▶ [Given task] Quote the data below word for word, covering everything from the line containing "For the evaluation set, tag every instance of the wheelbarrow" down to the line containing "[[123, 329]]", both of those lines included.
═════ Material provided
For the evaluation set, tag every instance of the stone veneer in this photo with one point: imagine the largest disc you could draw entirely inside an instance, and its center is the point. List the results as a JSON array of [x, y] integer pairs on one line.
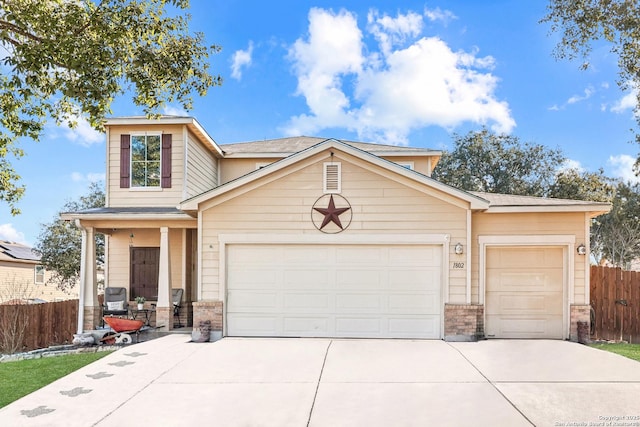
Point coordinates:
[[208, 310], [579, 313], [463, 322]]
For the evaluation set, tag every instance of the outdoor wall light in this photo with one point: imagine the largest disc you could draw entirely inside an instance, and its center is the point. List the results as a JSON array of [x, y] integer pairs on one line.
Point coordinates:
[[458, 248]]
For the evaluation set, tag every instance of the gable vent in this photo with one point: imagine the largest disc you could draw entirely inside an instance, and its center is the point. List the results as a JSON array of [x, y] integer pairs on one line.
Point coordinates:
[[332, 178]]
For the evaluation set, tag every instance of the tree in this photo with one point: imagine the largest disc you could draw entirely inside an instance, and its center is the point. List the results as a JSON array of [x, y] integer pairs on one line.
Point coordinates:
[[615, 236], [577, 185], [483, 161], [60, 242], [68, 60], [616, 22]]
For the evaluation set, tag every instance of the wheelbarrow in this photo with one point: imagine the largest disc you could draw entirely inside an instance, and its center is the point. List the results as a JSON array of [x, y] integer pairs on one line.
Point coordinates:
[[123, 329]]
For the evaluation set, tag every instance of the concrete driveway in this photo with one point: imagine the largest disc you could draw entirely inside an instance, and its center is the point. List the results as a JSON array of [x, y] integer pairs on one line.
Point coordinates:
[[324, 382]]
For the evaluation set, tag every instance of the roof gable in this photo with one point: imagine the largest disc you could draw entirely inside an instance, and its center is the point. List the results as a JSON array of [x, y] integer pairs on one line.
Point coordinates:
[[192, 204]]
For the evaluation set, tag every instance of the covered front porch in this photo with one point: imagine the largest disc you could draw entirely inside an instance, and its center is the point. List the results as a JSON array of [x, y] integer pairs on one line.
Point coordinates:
══════════
▶ [Response for this exercise]
For the evaluation set, tag every instance of the wheelbarrow in this photo with one point: imagine the largest disc you could draw entirely inside an instance, and its center is the point. List the results as a JSON array of [x, y] integer pairs on one line.
Point coordinates:
[[123, 329]]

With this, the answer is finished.